### DATA PROVIDED
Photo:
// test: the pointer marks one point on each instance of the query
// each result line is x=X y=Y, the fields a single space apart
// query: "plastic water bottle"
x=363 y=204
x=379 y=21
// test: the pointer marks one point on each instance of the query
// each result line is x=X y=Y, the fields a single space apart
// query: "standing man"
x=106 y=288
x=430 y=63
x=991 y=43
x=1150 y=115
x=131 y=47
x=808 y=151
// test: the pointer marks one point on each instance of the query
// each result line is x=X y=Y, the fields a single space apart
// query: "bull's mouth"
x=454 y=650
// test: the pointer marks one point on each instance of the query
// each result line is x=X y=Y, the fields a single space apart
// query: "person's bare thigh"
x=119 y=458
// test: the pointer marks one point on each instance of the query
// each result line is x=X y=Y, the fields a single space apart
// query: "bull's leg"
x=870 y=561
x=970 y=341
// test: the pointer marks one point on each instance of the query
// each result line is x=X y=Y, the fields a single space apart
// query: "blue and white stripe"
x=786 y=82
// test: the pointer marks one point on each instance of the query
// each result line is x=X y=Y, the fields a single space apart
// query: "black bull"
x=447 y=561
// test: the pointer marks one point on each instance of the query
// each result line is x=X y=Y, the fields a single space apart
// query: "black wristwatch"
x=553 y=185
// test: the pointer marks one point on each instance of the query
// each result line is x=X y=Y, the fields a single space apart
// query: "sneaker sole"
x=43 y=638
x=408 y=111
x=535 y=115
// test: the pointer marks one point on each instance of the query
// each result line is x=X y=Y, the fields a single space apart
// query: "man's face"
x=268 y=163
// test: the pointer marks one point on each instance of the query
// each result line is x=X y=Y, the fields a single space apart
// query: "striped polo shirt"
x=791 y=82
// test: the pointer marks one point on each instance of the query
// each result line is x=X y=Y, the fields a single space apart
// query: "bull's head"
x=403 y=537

### WHAT THIS TASK INVOLVES
So that no detail is lost, give every line of the data again exactly.

### TASK ANSWER
Photo:
// test: the pointer marks one point on each instance of the query
// each result line is x=X y=Y, the fields a single space apart
// query: "plastic water bottle"
x=363 y=204
x=379 y=21
// test: the pointer marks one point on each instance of the query
// each result line is x=X y=Y, the fields a single space apart
// query: "standing man"
x=106 y=288
x=430 y=63
x=991 y=43
x=1150 y=115
x=131 y=47
x=808 y=151
// test: the pointer marks one point on each instance of the query
// each result line is x=X y=Y, the fields a single space apart
// query: "bull's mouth"
x=454 y=650
// test: the pointer marks one point on each instance of the query
// each result line is x=X y=Y, the fields a single space apart
// query: "person's bare thigh"
x=119 y=458
// test: the pointer marks one point on each instance of the query
// each result line is x=X y=Y, the fields a single space apart
// query: "bull's leg"
x=870 y=561
x=970 y=341
// test: the pointer marks one point on each instance of the query
// each result line is x=X y=Y, the fields a single space apart
// query: "blue and white stripe"
x=786 y=82
// test: the pointer marks one point on each instance of the query
// each result line is x=X y=Y, the fields a single space apart
// query: "black bull"
x=447 y=561
// test: the pointer marks one point on each instance of the query
// each result line is x=X y=Y, the fields a single space apart
// query: "black wristwatch"
x=553 y=185
// test: the pointer marks one point on each instance of the query
// each result line is x=X y=Y, the fields a single space apart
// query: "sneaker sole"
x=43 y=638
x=408 y=111
x=535 y=115
// test: the pointer marks one point on each instance of the query
// each result line is x=X y=Y, the fields a single space apart
// query: "man's face"
x=268 y=163
// test: the pointer marks one point on each instance of the query
// each result line is x=X y=Y, the fields a single space apart
// query: "striped polo shirt"
x=791 y=82
// test: the pointer marks one point on each instance of the query
// each result line is x=X y=Y, the fields a single space apart
// query: "bull's head"
x=403 y=537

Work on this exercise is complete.